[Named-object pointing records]
————

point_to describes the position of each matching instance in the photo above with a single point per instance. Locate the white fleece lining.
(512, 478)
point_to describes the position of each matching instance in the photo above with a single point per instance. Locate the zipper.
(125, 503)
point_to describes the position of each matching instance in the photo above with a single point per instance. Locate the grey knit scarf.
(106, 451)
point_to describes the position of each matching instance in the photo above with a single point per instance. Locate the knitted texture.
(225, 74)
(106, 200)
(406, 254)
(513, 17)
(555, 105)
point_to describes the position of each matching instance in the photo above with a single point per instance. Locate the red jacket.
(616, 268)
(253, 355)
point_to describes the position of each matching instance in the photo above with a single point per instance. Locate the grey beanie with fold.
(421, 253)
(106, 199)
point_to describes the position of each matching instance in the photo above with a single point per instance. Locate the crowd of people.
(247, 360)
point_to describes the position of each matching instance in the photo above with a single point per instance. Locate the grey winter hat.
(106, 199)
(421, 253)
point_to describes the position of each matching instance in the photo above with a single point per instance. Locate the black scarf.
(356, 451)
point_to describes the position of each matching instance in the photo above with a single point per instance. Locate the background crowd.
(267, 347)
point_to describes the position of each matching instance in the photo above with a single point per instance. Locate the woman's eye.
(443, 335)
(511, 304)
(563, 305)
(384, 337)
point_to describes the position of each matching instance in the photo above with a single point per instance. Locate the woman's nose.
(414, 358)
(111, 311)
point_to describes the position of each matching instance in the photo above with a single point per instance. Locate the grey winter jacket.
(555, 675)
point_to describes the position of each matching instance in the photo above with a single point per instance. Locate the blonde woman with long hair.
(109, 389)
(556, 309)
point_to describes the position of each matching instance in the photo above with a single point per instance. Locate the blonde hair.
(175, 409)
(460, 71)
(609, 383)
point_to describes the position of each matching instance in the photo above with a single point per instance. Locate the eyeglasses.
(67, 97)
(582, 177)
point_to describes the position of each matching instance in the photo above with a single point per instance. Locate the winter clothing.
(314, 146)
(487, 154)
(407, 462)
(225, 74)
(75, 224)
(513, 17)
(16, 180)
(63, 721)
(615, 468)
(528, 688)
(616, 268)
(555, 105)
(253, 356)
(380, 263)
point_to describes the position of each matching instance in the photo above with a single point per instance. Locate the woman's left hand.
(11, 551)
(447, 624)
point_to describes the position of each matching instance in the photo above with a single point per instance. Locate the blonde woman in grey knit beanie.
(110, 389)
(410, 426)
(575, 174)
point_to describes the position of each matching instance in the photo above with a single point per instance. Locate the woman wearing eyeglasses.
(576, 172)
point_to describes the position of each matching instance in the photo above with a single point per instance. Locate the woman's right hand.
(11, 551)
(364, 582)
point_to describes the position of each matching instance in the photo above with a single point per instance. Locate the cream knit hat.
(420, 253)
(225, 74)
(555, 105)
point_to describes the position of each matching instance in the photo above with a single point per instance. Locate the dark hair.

————

[Written task]
Please restate the data word for word, every record included.

[Output for this task]
point_to describes the position of each matching instance in the photo above with a single point per instance. Locate the white fleece lining.
(512, 478)
point_to describes the position of each matching instance in the photo above with a single point per instance. Locate the zipper.
(125, 503)
point_to describes the position of each matching instance in the photo above with a single point per instance. Locate the grey knit scarf.
(106, 451)
point_to describes the position of each matching instance in the photo above with a single point per instance. Locate the knitted texture.
(225, 74)
(106, 200)
(406, 254)
(513, 17)
(555, 105)
point_to describes the position of each matching instance in the photo above with a single point per instance. Locate the red jacket.
(616, 268)
(253, 355)
point_to describes the position of each matching instance in the photo above with a single point per instance. Locate the grey beanie with fold.
(421, 253)
(106, 199)
point_to describes the position of each matching instance in the photo above with a single point per instance. Locate the crowd of people.
(247, 360)
point_to describes the position of each matching instance in the photo above with a single point per instance. Locate the grey winter hat.
(106, 199)
(421, 253)
point_to describes the position of each matching instance in the photo above with a single point per instance. Locate the black scarf.
(356, 451)
point_to describes the position of each matching instance in the photo above with a single point per instance. Locate the background crowd.
(267, 347)
point_to describes the position of each matching instance in the photo above with a single point per instance. Locate the woman's eye.
(443, 335)
(511, 304)
(563, 305)
(384, 337)
point_to describes the position of each matching instance in the photo above with a single point per instance. Locate the woman's nose.
(414, 358)
(111, 311)
point_to describes the position of each matching instance in the photo above with a single point per instance. Locate the grey winter jacket.
(555, 675)
point_to describes the position of each matching instance in the photo above with a single point per instance. Locate the blonde woman with long hair.
(109, 389)
(556, 309)
point_to describes the position of each matching instance in the photo above with a single point per instance. Locate the blonde hair.
(175, 409)
(460, 71)
(609, 383)
point_to describes the position of each matching instance in the photo above with a single point per instance. Locate the eyeglasses.
(67, 97)
(582, 177)
point_to describes the position of each matching instance in the photo above with a single point per instance. Locate the winter clothing.
(314, 146)
(487, 154)
(407, 462)
(225, 74)
(75, 224)
(513, 17)
(16, 180)
(63, 721)
(615, 468)
(528, 688)
(616, 268)
(555, 105)
(253, 356)
(380, 263)
point_to describes the position of each matching instance in the photo above with a single point per instance. Locate the woman's left hand.
(11, 551)
(447, 624)
point_to describes the position of each matching instance in the photo above with a single point per instance. Locate the blonde woman in grey knit beanie.
(110, 389)
(410, 426)
(575, 174)
point_to describes the position of each matching instance in the photo above with a single point per instance. Locate the woman wearing eyeglasses.
(576, 172)
point_to describes the position of each matching instance in the photo above with a single point per instance. Locate the woman's right hand.
(11, 551)
(364, 582)
point_to describes the position of each matching instance in the photo above with a single point per instance. Locate the cream knit hat.
(420, 253)
(225, 74)
(555, 105)
point_to describes the position of each matching instance in the photo above with a single point per instance. Locate the dark hair.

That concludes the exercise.